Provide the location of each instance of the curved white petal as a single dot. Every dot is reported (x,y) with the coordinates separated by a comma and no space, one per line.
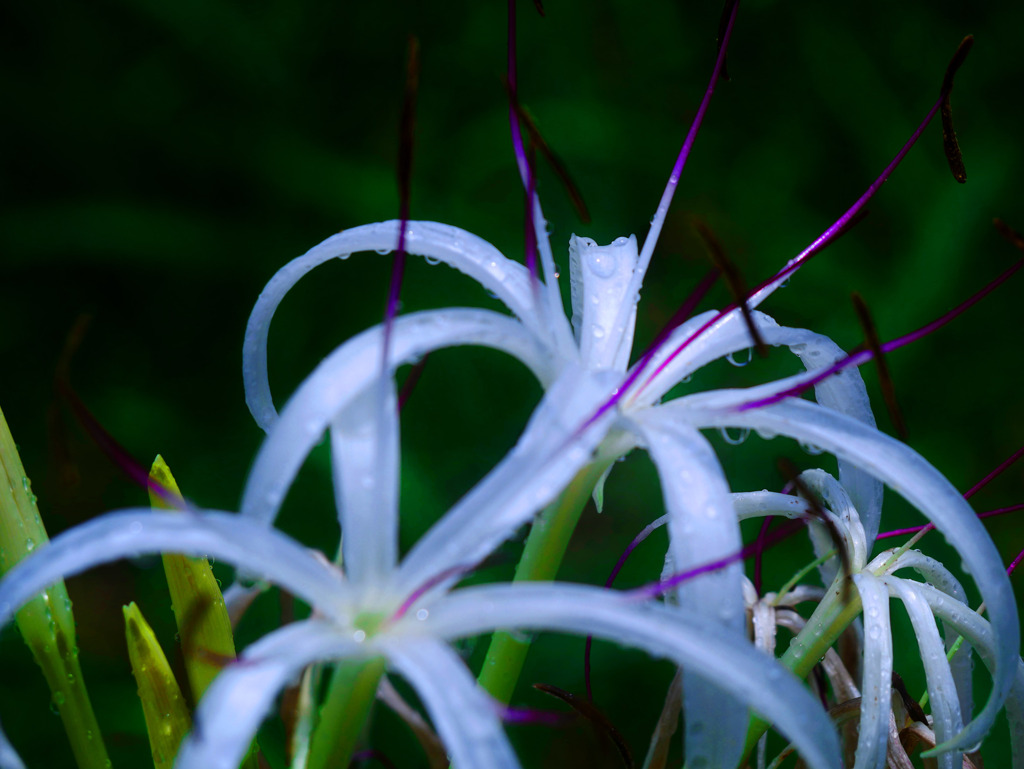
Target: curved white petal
(845,392)
(909,475)
(365,462)
(8,758)
(876,701)
(248,545)
(761,504)
(258,550)
(702,527)
(600,278)
(466,718)
(946,719)
(243,693)
(354,367)
(552,450)
(464,251)
(691,642)
(979,633)
(939,577)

□ □ □ □

Give the entries above again word for word, without any pictures.

Provide the location of each instance of the curved white petal as a single dot. Every dot is reported (x,y) with the coordinates separated by a comma and no space, one per line.
Target: curved white petal
(845,392)
(909,475)
(365,462)
(8,758)
(876,701)
(248,545)
(761,504)
(258,550)
(702,527)
(600,278)
(466,718)
(946,719)
(243,693)
(354,367)
(552,450)
(464,251)
(691,642)
(979,633)
(939,577)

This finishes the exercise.